* [Work required]: Report every row below that contains the word "glass", copying each such row in full. Case counts.
== == ==
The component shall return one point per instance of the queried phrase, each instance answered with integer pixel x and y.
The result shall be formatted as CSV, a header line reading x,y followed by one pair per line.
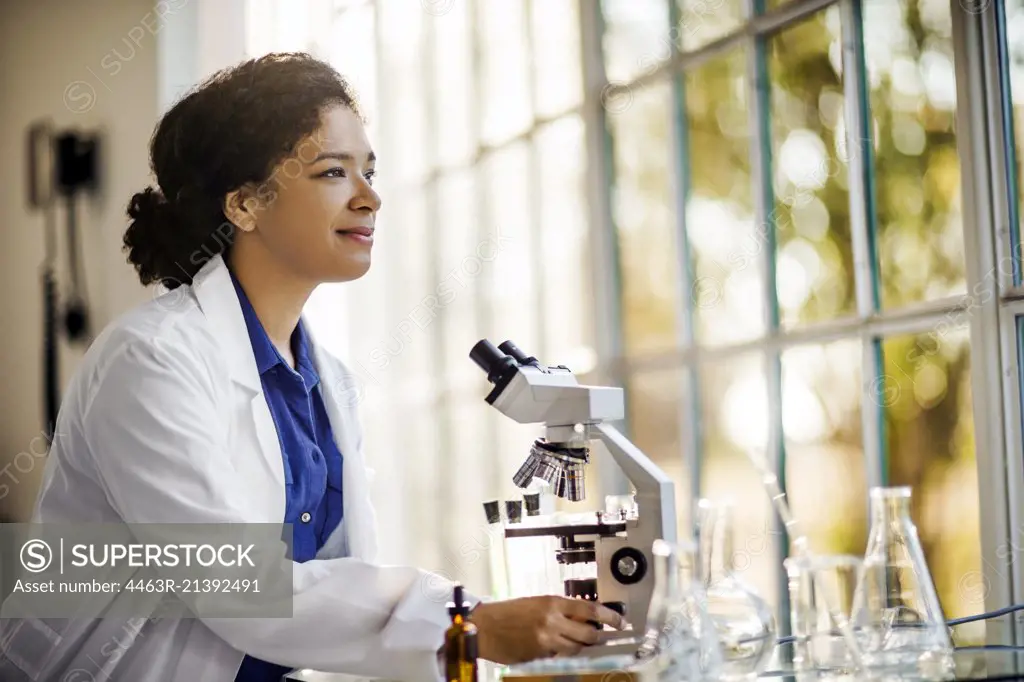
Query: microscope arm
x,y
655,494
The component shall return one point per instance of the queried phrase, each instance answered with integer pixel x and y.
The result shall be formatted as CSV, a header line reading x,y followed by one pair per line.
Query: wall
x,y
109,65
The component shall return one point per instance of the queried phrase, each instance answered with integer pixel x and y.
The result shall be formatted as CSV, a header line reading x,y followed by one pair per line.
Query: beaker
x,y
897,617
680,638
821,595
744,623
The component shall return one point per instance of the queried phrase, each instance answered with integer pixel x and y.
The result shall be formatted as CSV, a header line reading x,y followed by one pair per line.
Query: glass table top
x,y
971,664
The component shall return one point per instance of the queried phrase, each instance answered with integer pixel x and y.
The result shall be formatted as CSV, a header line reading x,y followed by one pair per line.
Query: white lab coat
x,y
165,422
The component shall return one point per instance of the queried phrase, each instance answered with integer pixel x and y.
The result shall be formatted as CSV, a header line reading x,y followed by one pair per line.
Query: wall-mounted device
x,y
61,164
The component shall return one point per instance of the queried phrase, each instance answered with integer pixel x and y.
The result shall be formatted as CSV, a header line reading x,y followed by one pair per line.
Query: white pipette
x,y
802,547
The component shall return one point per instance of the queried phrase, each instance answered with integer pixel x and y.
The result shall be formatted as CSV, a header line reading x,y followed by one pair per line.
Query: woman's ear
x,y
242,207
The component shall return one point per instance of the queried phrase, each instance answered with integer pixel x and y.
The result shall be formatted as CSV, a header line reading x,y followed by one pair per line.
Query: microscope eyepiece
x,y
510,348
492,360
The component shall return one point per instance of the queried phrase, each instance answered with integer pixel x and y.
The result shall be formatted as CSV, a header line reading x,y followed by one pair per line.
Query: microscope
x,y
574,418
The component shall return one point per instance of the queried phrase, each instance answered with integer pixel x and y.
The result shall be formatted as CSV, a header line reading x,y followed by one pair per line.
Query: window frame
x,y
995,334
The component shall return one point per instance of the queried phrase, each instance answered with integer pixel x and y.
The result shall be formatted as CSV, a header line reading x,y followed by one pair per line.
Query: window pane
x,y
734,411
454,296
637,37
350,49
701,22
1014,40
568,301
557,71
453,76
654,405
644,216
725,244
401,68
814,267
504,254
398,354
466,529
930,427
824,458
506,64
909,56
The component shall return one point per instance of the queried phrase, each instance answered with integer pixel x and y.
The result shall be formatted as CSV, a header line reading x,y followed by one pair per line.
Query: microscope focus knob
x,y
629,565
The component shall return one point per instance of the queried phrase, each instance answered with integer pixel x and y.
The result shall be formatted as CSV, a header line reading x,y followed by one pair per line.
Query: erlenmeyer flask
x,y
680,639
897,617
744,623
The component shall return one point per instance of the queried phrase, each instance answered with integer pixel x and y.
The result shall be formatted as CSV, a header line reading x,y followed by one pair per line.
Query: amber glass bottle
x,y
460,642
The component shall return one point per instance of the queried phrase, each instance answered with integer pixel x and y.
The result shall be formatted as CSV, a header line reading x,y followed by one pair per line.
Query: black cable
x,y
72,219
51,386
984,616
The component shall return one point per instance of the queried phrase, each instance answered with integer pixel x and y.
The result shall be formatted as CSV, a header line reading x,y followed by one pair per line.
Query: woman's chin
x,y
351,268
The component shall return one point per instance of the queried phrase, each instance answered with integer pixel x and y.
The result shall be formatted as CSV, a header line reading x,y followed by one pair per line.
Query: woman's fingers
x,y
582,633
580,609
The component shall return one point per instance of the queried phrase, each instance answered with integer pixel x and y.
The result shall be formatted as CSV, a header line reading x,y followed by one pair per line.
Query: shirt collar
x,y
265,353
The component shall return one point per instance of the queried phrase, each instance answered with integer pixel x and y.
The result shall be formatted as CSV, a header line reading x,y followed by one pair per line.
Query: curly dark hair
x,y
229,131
== == ==
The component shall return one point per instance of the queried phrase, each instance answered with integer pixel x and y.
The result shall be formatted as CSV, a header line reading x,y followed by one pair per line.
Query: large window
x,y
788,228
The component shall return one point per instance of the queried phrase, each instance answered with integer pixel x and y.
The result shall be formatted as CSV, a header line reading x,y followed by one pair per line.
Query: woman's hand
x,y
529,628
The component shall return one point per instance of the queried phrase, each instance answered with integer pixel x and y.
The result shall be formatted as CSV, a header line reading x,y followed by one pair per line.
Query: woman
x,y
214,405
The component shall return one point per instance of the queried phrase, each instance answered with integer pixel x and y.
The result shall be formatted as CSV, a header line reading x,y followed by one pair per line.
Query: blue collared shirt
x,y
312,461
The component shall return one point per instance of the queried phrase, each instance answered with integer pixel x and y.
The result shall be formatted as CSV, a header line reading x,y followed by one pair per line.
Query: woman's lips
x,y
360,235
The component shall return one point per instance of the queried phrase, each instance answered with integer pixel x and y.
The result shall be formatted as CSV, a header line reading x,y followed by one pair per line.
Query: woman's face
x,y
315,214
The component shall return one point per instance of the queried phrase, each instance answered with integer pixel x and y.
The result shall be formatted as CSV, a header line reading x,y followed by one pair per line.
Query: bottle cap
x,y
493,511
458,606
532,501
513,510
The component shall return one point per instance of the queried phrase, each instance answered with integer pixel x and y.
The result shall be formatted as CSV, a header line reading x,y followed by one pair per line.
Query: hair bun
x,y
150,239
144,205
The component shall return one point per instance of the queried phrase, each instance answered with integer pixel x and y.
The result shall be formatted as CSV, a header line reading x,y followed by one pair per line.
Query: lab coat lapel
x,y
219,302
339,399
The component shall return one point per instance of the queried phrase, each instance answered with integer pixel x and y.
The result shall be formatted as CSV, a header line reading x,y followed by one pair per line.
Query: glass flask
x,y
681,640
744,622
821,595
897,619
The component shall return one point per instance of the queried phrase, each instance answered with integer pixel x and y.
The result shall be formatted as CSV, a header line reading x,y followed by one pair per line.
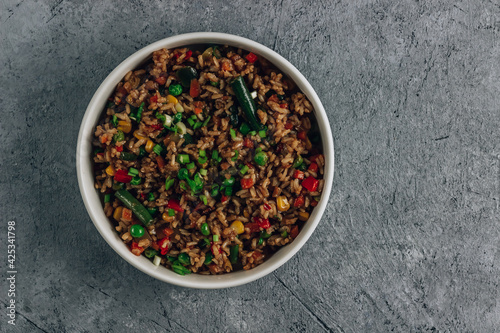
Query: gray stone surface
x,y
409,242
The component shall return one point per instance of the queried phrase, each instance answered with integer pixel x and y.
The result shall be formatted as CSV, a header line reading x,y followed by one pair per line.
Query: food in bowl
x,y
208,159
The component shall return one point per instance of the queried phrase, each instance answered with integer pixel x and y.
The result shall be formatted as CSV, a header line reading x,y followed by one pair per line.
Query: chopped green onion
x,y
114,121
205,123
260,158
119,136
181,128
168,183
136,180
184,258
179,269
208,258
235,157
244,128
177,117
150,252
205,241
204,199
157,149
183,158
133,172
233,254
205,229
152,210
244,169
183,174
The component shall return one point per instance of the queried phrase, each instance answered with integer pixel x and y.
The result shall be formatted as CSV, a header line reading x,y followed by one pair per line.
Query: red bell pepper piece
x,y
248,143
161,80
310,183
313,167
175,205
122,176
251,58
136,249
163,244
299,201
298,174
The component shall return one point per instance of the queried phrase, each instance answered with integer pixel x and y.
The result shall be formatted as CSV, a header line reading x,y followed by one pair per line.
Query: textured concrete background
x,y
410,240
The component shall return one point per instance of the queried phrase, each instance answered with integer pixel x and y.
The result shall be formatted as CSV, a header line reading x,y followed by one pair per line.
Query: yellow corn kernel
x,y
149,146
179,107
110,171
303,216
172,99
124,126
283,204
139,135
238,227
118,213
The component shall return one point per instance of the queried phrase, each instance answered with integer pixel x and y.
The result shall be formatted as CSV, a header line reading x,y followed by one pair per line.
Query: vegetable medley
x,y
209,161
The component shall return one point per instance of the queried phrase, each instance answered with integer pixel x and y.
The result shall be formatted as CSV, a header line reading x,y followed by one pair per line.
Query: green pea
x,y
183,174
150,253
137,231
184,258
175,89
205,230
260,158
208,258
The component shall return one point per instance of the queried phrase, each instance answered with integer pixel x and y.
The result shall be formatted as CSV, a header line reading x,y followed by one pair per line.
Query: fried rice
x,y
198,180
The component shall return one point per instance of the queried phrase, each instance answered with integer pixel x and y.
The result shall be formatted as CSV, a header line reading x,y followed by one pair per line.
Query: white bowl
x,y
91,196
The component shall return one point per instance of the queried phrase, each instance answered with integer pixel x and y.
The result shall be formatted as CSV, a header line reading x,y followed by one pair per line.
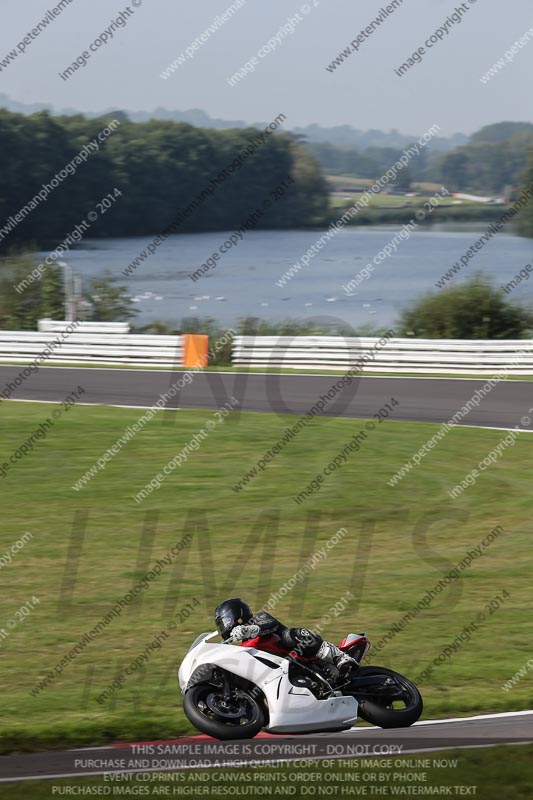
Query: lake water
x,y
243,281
== == ==
* [Written answer]:
Query: glass table top
Query: amber glass bottle
Query: glass flask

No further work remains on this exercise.